===== Provided data =====

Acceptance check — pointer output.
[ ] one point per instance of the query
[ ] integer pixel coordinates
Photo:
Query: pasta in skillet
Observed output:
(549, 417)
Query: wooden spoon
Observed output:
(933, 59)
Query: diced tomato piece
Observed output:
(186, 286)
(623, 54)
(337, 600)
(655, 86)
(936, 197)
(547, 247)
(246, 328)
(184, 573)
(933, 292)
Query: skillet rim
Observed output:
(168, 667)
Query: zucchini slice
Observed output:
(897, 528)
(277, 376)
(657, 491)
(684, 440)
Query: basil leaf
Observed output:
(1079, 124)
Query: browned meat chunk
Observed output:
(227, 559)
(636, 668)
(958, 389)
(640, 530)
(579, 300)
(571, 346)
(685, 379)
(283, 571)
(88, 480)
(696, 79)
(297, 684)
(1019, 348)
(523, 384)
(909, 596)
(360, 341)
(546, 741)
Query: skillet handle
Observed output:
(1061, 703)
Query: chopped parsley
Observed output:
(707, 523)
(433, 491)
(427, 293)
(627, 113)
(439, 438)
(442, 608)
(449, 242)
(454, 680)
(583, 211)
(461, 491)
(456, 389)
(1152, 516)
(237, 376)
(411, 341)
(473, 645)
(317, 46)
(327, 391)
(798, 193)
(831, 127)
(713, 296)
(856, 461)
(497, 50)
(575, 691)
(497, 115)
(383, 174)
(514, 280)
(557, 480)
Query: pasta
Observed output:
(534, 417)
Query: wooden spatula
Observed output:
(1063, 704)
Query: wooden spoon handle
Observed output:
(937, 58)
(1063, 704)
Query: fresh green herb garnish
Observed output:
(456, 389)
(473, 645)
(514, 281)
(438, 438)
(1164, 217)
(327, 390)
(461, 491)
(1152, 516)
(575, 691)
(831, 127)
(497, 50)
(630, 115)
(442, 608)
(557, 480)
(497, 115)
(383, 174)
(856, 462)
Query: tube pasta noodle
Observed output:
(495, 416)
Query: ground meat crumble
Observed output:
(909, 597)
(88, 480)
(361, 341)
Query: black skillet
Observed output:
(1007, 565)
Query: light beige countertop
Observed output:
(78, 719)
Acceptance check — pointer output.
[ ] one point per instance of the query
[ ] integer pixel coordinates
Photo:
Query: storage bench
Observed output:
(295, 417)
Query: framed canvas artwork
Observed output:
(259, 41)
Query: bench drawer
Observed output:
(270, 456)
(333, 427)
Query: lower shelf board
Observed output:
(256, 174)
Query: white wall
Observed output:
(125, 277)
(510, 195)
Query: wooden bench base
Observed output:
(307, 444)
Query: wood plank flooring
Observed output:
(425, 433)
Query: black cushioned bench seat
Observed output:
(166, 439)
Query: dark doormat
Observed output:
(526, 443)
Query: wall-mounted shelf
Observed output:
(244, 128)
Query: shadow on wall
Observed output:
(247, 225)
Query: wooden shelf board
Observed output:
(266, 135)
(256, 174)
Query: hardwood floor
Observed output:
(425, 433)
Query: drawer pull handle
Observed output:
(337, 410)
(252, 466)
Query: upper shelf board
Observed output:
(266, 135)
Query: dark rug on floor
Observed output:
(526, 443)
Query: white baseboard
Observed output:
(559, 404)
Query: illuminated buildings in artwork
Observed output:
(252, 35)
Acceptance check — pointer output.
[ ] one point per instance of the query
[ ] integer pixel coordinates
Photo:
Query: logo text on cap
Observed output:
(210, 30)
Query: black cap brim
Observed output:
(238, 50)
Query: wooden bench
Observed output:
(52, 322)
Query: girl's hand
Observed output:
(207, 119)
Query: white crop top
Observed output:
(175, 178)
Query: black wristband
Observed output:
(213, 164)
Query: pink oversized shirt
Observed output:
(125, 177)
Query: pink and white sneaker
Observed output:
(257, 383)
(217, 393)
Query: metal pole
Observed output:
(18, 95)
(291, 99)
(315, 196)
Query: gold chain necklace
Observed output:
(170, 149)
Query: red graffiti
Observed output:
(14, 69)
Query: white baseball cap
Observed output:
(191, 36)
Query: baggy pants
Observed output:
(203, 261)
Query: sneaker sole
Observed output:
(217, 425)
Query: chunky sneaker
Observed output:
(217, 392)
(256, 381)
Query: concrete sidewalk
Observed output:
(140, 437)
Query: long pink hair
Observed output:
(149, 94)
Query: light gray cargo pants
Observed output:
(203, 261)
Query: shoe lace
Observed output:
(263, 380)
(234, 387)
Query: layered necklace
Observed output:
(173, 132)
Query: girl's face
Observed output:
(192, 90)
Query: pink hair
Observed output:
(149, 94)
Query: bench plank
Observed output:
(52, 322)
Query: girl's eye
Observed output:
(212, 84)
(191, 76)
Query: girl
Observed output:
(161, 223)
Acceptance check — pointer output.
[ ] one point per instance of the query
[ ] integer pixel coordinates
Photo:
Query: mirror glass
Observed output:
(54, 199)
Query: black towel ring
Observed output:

=====

== Problem ==
Above are some records; repeat all of them exactly.

== The reply ==
Acceptance check — pointer output.
[ ] one point per instance of the query
[ ] integer pixel coordinates
Photo:
Query: pasta in skillet
Observed output:
(549, 417)
Query: wooden spoon
Observed output:
(933, 59)
Query: diced tomato piece
Observed output:
(186, 286)
(623, 54)
(337, 600)
(655, 86)
(936, 197)
(547, 247)
(246, 328)
(184, 573)
(933, 292)
Query: skillet rim
Observed output:
(168, 667)
Query: zucchini slice
Observed output:
(897, 528)
(277, 376)
(657, 491)
(684, 440)
Query: basil leaf
Observed output:
(1079, 124)
Query: browned meat chunk
Observed output:
(227, 559)
(636, 668)
(958, 389)
(640, 530)
(579, 300)
(571, 346)
(685, 379)
(283, 571)
(88, 480)
(696, 79)
(297, 684)
(1019, 348)
(523, 384)
(909, 596)
(360, 341)
(546, 741)
Query: skillet handle
Observed output:
(1061, 703)
Query: chopped parsley
Observed output:
(707, 523)
(433, 491)
(427, 293)
(627, 113)
(439, 438)
(442, 608)
(449, 242)
(454, 680)
(583, 211)
(461, 491)
(456, 389)
(1152, 516)
(237, 376)
(411, 341)
(473, 645)
(317, 46)
(327, 391)
(798, 193)
(831, 127)
(713, 296)
(856, 461)
(497, 50)
(575, 691)
(497, 115)
(383, 174)
(514, 280)
(557, 480)
Query: pasta
Observed output:
(534, 417)
Query: wooden spatula
Observed output:
(1063, 704)
Query: wooden spoon handle
Observed output:
(937, 58)
(1063, 704)
Query: fresh green herb garnish
Observed output:
(456, 389)
(473, 645)
(514, 281)
(438, 438)
(1164, 217)
(327, 390)
(461, 491)
(1152, 516)
(575, 691)
(831, 127)
(497, 50)
(630, 115)
(442, 608)
(557, 480)
(497, 115)
(383, 174)
(856, 462)
Query: tube pasta noodle
Observed output:
(495, 416)
Query: ground meat crumble
Observed output:
(909, 597)
(88, 480)
(361, 341)
Query: black skillet
Observed output:
(1007, 565)
Query: light beige countertop
Observed output:
(78, 719)
Acceptance check — pointer output.
[ ] one point per instance of the query
[ ] integer pixel coordinates
Photo:
Query: storage bench
Observed output:
(295, 417)
Query: framed canvas artwork
Observed output:
(259, 41)
Query: bench drawer
Observed output:
(270, 456)
(333, 427)
Query: lower shelf board
Observed output:
(256, 174)
Query: white wall
Observed output:
(125, 277)
(510, 195)
Query: wooden bench base
Observed output:
(307, 444)
Query: wood plank flooring
Observed output:
(425, 433)
Query: black cushioned bench seat
Observed output:
(166, 439)
Query: dark doormat
Observed output:
(526, 443)
Query: wall-mounted shelf
Observed output:
(244, 128)
Query: shadow on wall
Observed output:
(247, 225)
Query: wooden shelf board
Observed output:
(266, 135)
(256, 174)
Query: hardwood floor
Observed output:
(425, 433)
Query: drawer pull handle
Observed output:
(337, 410)
(252, 466)
Query: upper shelf board
Observed output:
(266, 135)
Query: dark rug on floor
Observed output:
(526, 443)
Query: white baseboard
Observed output:
(559, 404)
Query: illuminated buildings in artwork
Observed output:
(252, 35)
Acceptance check — pointer output.
[ ] one point per instance of the query
[ ] integer pixel coordinates
Photo:
Query: logo text on cap
Observed output:
(210, 30)
Query: black cap brim
Observed output:
(238, 50)
Query: wooden bench
Observed output:
(52, 322)
Query: girl's hand
Observed output:
(207, 119)
Query: white crop top
Observed output:
(175, 178)
Query: black wristband
Observed output:
(213, 164)
Query: pink oversized shirt
Observed output:
(125, 177)
Query: pink and white sneaker
Observed output:
(257, 383)
(217, 393)
Query: metal pole
Observed output:
(18, 95)
(291, 99)
(315, 196)
Query: gold chain necklace
Observed output:
(170, 149)
Query: red graffiti
Observed output:
(14, 69)
Query: white baseball cap
Observed output:
(191, 36)
Query: baggy pants
Observed output:
(203, 261)
Query: sneaker sole
Observed output:
(217, 425)
Query: chunky sneaker
Observed output:
(217, 392)
(256, 381)
Query: concrete sidewalk
Observed output:
(140, 437)
Query: long pink hair
Observed output:
(149, 94)
Query: light gray cargo pants
Observed output:
(203, 261)
Query: shoe lace
Observed output:
(263, 380)
(234, 387)
Query: layered necklace
Observed output:
(173, 132)
Query: girl's face
Observed output:
(192, 90)
Query: pink hair
Observed output:
(149, 94)
Query: bench plank
Observed output:
(52, 322)
Query: girl's eye
Observed output:
(212, 84)
(191, 76)
Query: girl
Observed output:
(161, 223)
Acceptance check — pointer output.
[ ] one point per instance of the query
[ ] integer pixel coordinates
Photo:
Query: mirror glass
Observed output:
(54, 199)
Query: black towel ring
Observed output:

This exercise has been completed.